**WHAT THIS EXERCISE ASKS:**
a - List every date or year given in the extract on the South China Sea, in the order they appear.
b - Reproduce word for word the part of the South China Sea extract starting with "1. Declaration that" and going on through "and therefore invalid.".

**EXTRACT PROVIDED:**
========

During a news conference in Washington, DC in September of 2015, Chinese President Xi Jinping stated, “Relevant construction activities that China is undertaking in the Nansha [Spratly] islands do not target or impact any country and China does not intend to pursue militarization.”  However, the Washington Post revealed that China is building radar and communications infrastructure on all seven features in the Spratlys, including a possible High Frequency (HF) radar on Cuarteron Reef that would extend its maritime surveillance capability deep into the South China Sea. Additionally, given the fact that China has deployed J-11 fighter jets and two HQ-9 (derivative of Russian S-300) surface-to-air missile batteries on Woody Island in the Paracels as of January 2016, it is doubtful that China will refrain from deploying missiles, aircraft, and ships to the newly reclaimed features in the Spratlys.

On March 19, 2016, Reuters reported that the U.S. Navy had seen signs of Chinese maritime survey activity at Scarborough Shoal that could be a pre-cursor to commencing the construction of another artificial island. The case of Scarborough Shoal is unique in that no state has built any facilities on the exposed rocks, although the Chinese have exercised de facto maritime jurisdiction in the surrounding waters since 2012 as previously outlined.  This would be a game-changer in that the Chinese posture would transform from de facto maritime jurisdiction to physical occupation of a feature which lies only 125 nautical miles from the coast of the Philippines.

The Philippines’ initiation of arbitral proceedings in the Permanent Court of Arbitration (PCA) of the International Tribunal of the Law of the Sea (ITLOS) at The Hague in January 2013 and the Chinese reaction to it have also inflamed tensions in the South China Sea. The Philippines is seeking three distinct rulings in the case:

  1. Declaration that the Parties respective rights in the South China Sea are governed by UNCLOS and that China’s claims based on “historic rights” with the “nine-dash line” are inconsistent with UNCLOS and therefore invalid.

========

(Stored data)
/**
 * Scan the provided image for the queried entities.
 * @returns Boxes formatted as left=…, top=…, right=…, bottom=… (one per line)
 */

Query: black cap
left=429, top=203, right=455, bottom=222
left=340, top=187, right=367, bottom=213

========

**ANSWERS TO EACH TASK:**
a -
September of 2015
January 2016
March 19, 2016
2012
January 2013

b -
1. Declaration that the Parties respective rights in the South China Sea are governed by UNCLOS and that China’s claims based on “historic rights” with the “nine-dash line” are inconsistent with UNCLOS and therefore invalid.